**Entries supplied**
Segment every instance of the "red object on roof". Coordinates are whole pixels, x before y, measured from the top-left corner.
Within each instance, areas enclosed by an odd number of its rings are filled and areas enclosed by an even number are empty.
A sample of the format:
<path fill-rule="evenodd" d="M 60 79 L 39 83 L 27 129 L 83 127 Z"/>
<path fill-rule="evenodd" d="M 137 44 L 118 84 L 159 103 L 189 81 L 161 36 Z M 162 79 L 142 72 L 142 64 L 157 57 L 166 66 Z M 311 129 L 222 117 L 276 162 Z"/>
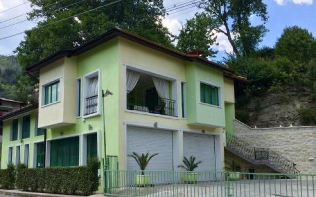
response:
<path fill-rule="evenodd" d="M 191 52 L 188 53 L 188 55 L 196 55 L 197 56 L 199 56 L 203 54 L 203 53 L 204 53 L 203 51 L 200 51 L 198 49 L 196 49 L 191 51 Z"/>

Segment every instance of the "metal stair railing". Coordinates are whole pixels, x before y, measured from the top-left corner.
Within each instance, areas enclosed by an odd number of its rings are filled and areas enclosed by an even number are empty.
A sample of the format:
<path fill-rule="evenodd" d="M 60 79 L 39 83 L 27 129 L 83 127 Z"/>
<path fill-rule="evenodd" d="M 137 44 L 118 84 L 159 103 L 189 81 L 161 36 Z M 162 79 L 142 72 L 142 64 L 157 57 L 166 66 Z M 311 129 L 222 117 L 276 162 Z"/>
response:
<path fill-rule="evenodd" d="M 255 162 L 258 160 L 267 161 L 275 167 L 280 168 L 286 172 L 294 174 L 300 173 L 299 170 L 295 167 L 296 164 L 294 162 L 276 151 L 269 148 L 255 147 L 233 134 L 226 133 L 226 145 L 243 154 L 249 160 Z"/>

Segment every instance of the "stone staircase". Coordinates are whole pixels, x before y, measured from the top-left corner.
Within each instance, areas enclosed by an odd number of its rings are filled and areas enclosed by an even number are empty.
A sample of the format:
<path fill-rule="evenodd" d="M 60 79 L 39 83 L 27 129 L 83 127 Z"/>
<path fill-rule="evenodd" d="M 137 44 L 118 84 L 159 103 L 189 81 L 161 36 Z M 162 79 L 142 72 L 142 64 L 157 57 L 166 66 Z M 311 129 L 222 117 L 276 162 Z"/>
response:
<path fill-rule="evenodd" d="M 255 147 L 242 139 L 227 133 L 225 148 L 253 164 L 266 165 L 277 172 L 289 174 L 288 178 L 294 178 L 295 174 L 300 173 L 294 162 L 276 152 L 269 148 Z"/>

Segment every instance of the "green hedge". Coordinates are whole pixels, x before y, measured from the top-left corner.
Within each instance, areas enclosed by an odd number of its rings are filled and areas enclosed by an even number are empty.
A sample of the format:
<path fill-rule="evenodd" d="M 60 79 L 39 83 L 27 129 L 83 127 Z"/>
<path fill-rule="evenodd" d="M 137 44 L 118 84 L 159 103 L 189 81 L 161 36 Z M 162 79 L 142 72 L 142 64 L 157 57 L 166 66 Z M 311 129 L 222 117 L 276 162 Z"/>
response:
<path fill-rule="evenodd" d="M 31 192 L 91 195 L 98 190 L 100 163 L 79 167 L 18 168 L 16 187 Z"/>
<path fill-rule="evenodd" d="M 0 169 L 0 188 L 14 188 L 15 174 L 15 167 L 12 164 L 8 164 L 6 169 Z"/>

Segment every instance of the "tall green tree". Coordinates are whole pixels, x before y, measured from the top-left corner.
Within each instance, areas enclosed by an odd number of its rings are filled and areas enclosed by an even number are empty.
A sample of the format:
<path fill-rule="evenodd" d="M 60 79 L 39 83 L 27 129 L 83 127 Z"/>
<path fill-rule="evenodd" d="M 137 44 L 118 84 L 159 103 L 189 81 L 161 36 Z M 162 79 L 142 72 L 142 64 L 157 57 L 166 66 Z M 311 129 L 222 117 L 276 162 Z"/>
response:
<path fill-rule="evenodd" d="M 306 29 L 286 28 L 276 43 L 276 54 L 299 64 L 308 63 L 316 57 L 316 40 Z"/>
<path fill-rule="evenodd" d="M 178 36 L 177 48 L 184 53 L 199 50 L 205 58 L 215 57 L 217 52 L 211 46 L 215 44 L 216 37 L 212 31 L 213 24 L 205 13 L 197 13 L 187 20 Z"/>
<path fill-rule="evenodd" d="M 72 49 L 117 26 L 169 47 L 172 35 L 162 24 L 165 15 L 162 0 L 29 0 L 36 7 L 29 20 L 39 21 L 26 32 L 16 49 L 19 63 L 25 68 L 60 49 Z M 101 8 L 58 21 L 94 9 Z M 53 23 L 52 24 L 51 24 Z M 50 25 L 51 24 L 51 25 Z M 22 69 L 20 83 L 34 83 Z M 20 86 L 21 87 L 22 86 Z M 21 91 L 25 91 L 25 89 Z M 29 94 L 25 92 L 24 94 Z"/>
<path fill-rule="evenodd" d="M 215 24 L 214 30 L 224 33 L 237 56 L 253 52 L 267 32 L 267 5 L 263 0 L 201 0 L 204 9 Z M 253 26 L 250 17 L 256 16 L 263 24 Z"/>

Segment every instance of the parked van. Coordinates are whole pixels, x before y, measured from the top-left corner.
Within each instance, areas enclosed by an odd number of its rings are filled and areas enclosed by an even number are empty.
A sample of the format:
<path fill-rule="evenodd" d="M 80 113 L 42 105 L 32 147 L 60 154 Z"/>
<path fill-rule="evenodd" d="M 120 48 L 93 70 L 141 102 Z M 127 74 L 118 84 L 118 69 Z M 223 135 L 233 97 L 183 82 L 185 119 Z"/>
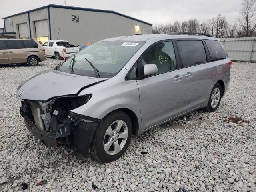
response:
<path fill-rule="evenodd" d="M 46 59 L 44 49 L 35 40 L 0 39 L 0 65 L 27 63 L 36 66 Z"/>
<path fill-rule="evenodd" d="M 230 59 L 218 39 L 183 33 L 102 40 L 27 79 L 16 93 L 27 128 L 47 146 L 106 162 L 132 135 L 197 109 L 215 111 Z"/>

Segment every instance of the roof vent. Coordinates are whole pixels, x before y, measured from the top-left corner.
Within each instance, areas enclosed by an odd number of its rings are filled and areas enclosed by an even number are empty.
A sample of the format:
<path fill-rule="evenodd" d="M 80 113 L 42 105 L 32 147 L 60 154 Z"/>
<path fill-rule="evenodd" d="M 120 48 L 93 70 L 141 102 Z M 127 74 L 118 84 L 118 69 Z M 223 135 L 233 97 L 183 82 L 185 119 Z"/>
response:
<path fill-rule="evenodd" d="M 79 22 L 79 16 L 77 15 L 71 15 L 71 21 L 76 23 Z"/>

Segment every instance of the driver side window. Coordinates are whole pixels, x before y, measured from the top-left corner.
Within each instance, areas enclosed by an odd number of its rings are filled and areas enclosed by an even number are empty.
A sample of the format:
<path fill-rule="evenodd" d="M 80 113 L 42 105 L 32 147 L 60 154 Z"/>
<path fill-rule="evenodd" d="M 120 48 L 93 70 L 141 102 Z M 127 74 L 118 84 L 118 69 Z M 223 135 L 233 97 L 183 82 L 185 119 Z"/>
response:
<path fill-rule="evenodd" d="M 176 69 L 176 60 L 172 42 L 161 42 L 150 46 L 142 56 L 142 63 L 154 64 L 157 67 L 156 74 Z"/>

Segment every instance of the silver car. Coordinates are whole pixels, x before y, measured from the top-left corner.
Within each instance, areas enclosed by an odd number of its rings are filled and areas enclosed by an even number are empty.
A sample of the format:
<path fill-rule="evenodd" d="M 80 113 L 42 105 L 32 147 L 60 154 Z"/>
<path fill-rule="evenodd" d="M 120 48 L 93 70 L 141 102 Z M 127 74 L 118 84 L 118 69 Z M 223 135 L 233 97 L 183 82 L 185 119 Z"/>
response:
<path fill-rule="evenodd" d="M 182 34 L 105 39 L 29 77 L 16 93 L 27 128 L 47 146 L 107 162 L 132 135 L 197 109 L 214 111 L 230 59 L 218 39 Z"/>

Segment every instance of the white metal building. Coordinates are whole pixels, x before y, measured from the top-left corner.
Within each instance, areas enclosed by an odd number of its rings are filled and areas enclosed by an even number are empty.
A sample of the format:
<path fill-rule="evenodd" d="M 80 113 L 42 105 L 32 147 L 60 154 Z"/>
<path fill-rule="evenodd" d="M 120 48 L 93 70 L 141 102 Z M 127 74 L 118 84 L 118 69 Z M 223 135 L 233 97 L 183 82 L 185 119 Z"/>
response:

**Problem details**
Convert the part of the entries that opens with the line containing "Segment every instance of the parked" and closes with the line containing "176 69 L 176" into a Markdown table with two columns, Row and Text, giving each line its own numbered row and omitting blank lines. Leave the pictures out of the table.

**Task solution**
| Row | Text |
|---|---|
| 1 | Segment every instance of the parked van. Coordinates are whole pixels, x before y, measured from the top-left corner. |
| 2 | Within each instance, areas enclosed by an odd number of its rings are filled and areas enclosed by an even number are empty. |
| 3 | A sample of the format: |
| 4 | <path fill-rule="evenodd" d="M 80 113 L 42 105 L 32 147 L 60 154 Z"/> |
| 5 | <path fill-rule="evenodd" d="M 120 48 L 93 70 L 141 102 Z M 127 74 L 118 84 L 118 69 Z M 223 135 L 233 97 L 183 82 L 185 119 Z"/> |
| 6 | response: |
| 7 | <path fill-rule="evenodd" d="M 46 59 L 44 49 L 35 40 L 0 39 L 0 65 L 27 63 L 36 66 Z"/> |
| 8 | <path fill-rule="evenodd" d="M 230 59 L 218 39 L 183 33 L 102 40 L 27 79 L 16 93 L 27 128 L 47 146 L 106 162 L 132 135 L 197 109 L 215 111 Z"/> |
| 9 | Segment every instance of the roof vent. Coordinates are whole pixels, x before y, measured from the top-left corner. |
| 10 | Within each instance, areas enclosed by an odd number of its rings are filled and areas enclosed by an even number are empty. |
| 11 | A sample of the format: |
| 12 | <path fill-rule="evenodd" d="M 80 113 L 42 105 L 32 147 L 60 154 Z"/> |
| 13 | <path fill-rule="evenodd" d="M 120 48 L 93 70 L 141 102 Z M 127 74 L 118 84 L 118 69 Z M 223 135 L 233 97 L 183 82 L 185 119 Z"/> |
| 14 | response: |
| 15 | <path fill-rule="evenodd" d="M 79 22 L 79 16 L 77 15 L 71 15 L 71 21 L 76 23 Z"/> |
| 16 | Segment every instance of the driver side window. Coordinates are whole pixels, x before y, measured from the top-left corner. |
| 17 | Within each instance, areas enclosed by an odd number of its rings are filled and areas enclosed by an even number are empty. |
| 18 | A sample of the format: |
| 19 | <path fill-rule="evenodd" d="M 80 113 L 42 105 L 32 147 L 60 154 Z"/> |
| 20 | <path fill-rule="evenodd" d="M 120 48 L 93 70 L 141 102 Z M 127 74 L 118 84 L 118 69 Z M 223 135 L 233 97 L 183 82 L 185 119 Z"/> |
| 21 | response: |
| 22 | <path fill-rule="evenodd" d="M 176 69 L 176 60 L 172 42 L 161 42 L 150 46 L 142 56 L 142 63 L 154 64 L 157 67 L 156 74 Z"/> |